§ OBJECTIVE: Write out again, word for word, everything in the items below from the line containing "Guideline: for every instance of the water, drop" down to the line containing "column 110, row 25", including both of those lines. Leave out every other line.

···

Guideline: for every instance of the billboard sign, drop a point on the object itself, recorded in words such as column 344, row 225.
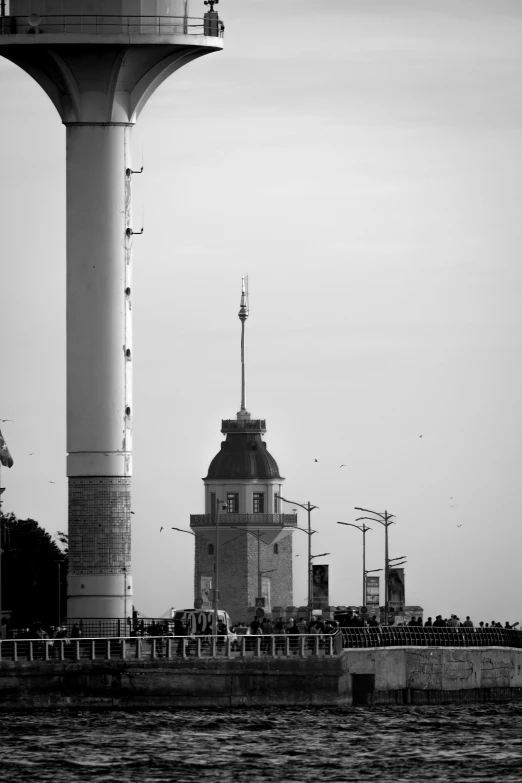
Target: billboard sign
column 372, row 591
column 320, row 586
column 396, row 592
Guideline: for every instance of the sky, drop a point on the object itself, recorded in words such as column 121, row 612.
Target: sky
column 360, row 160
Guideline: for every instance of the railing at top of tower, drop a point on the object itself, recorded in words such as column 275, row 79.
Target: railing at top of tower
column 96, row 24
column 254, row 520
column 246, row 425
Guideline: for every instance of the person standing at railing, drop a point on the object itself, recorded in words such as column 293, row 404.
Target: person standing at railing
column 280, row 636
column 293, row 631
column 268, row 630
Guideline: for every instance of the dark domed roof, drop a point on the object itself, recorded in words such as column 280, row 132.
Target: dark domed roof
column 243, row 456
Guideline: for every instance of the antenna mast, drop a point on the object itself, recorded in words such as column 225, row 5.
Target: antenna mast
column 243, row 315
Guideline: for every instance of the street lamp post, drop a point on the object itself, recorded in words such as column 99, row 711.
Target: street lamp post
column 308, row 508
column 364, row 529
column 384, row 519
column 216, row 566
column 216, row 563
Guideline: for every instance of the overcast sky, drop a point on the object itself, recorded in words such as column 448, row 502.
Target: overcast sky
column 361, row 161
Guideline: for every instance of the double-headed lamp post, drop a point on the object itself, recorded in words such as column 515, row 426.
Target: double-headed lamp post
column 384, row 519
column 308, row 508
column 364, row 529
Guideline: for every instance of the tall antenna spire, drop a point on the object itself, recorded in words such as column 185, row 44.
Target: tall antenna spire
column 243, row 315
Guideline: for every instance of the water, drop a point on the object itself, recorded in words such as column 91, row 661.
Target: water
column 468, row 743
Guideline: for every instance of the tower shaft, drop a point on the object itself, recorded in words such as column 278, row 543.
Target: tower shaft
column 99, row 63
column 99, row 369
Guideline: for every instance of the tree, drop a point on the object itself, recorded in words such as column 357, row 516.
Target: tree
column 34, row 574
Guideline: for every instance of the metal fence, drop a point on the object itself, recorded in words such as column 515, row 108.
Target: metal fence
column 168, row 647
column 404, row 636
column 110, row 25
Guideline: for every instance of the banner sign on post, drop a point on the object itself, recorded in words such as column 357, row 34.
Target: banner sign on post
column 372, row 591
column 396, row 592
column 320, row 586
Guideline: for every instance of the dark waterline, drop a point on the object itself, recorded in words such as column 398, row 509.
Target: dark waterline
column 444, row 743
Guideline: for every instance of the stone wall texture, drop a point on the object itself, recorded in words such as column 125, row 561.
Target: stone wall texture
column 397, row 676
column 238, row 572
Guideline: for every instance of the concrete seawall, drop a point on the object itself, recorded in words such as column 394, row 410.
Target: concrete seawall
column 417, row 675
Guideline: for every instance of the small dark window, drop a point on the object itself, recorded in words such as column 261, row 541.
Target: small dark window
column 259, row 503
column 233, row 502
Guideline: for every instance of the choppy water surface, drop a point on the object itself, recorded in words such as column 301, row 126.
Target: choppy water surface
column 471, row 743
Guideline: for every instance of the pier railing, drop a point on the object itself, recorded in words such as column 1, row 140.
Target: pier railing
column 411, row 636
column 100, row 24
column 169, row 648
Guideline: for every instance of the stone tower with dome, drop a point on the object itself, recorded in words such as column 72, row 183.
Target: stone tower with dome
column 243, row 541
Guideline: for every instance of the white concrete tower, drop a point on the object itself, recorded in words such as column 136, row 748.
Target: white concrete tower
column 251, row 544
column 99, row 61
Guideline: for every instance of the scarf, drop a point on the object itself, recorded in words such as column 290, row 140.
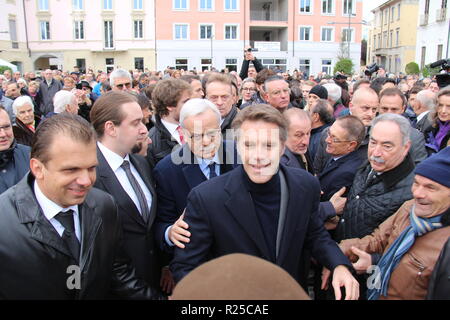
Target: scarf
column 7, row 155
column 391, row 258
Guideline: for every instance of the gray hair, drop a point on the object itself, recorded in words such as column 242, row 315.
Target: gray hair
column 61, row 99
column 20, row 102
column 334, row 91
column 197, row 106
column 403, row 124
column 118, row 73
column 426, row 98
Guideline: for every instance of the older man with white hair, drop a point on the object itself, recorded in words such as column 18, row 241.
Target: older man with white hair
column 334, row 96
column 65, row 101
column 203, row 157
column 26, row 120
column 425, row 102
column 120, row 80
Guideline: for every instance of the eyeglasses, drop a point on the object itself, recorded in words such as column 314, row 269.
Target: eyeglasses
column 212, row 134
column 120, row 86
column 6, row 127
column 334, row 140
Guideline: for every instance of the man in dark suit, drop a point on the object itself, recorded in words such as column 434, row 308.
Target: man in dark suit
column 299, row 132
column 260, row 208
column 59, row 237
column 177, row 174
column 117, row 119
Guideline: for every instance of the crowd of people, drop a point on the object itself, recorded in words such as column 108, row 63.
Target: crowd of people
column 137, row 178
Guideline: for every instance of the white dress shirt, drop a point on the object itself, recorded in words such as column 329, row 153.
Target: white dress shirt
column 115, row 161
column 172, row 128
column 51, row 209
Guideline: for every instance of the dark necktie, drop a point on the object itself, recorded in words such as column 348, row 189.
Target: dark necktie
column 69, row 236
column 212, row 170
column 137, row 190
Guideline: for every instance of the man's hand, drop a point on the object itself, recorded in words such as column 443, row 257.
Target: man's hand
column 343, row 278
column 364, row 261
column 178, row 232
column 338, row 201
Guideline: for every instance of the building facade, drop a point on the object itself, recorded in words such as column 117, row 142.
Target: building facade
column 392, row 38
column 433, row 32
column 289, row 34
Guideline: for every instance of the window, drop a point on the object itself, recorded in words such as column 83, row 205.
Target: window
column 181, row 64
column 347, row 34
column 326, row 66
column 305, row 6
column 305, row 66
column 13, row 34
column 231, row 5
column 231, row 64
column 138, row 29
column 139, row 63
column 78, row 27
column 43, row 5
column 109, row 42
column 439, row 56
column 205, row 31
column 180, row 4
column 44, row 27
column 107, row 4
column 137, row 5
column 231, row 32
column 349, row 7
column 327, row 6
column 77, row 4
column 181, row 32
column 422, row 58
column 206, row 5
column 327, row 34
column 305, row 34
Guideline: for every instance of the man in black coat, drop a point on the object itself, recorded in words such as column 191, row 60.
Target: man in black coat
column 167, row 98
column 59, row 237
column 260, row 208
column 117, row 119
column 14, row 157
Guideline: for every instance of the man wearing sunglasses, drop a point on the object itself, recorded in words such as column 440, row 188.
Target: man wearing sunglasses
column 120, row 80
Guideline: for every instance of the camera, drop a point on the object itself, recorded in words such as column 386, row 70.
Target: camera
column 371, row 69
column 443, row 78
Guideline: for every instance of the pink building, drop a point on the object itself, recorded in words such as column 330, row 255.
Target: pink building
column 289, row 34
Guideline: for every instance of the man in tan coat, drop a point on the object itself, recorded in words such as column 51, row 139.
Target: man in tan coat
column 410, row 240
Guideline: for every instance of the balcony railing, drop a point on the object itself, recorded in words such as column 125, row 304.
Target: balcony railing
column 441, row 14
column 423, row 19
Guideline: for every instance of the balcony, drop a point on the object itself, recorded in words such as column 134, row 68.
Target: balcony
column 441, row 14
column 423, row 19
column 276, row 10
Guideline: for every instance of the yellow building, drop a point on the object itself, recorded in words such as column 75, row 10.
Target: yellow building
column 392, row 37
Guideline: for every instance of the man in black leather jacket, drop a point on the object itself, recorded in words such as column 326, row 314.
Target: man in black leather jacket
column 45, row 256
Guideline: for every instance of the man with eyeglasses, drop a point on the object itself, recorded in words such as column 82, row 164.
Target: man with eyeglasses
column 14, row 157
column 277, row 93
column 219, row 91
column 120, row 80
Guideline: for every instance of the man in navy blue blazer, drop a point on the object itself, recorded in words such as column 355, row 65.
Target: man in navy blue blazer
column 178, row 173
column 261, row 208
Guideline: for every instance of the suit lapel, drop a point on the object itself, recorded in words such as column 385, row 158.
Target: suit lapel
column 90, row 225
column 115, row 189
column 240, row 206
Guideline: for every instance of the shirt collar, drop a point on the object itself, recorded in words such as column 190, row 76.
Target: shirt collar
column 171, row 127
column 204, row 163
column 50, row 208
column 114, row 160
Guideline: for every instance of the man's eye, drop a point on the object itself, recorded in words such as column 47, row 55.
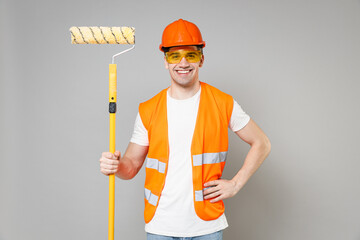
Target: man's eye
column 175, row 56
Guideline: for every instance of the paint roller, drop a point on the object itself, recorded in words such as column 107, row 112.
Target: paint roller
column 107, row 35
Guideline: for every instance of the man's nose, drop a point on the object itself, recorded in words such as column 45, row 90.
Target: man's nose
column 183, row 62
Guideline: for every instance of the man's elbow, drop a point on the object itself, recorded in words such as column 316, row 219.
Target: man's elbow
column 266, row 145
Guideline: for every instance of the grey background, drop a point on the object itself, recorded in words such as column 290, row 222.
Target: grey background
column 292, row 65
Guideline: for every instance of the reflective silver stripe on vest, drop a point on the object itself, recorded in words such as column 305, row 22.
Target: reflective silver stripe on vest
column 209, row 158
column 155, row 164
column 152, row 199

···

§ ANSWER TO THIS TASK:
Guideline: for every instance of the water, drop a point on the object itself, recorded in words such as column 91, row 661.
Target: water
column 468, row 743
Guideline: for every instance of the tower shaft, drop a point on the object itself, recorded in words such as column 278, row 543.
Target: tower shaft
column 99, row 63
column 99, row 369
Guideline: for every instance of the tree, drop a point on the object itself, recorded in words such as column 357, row 516.
Target: tree
column 34, row 574
Guideline: for every instance of the metal fence, drop a point on the object itself, recorded in words such as column 515, row 108.
Target: metal fence
column 168, row 647
column 404, row 636
column 110, row 25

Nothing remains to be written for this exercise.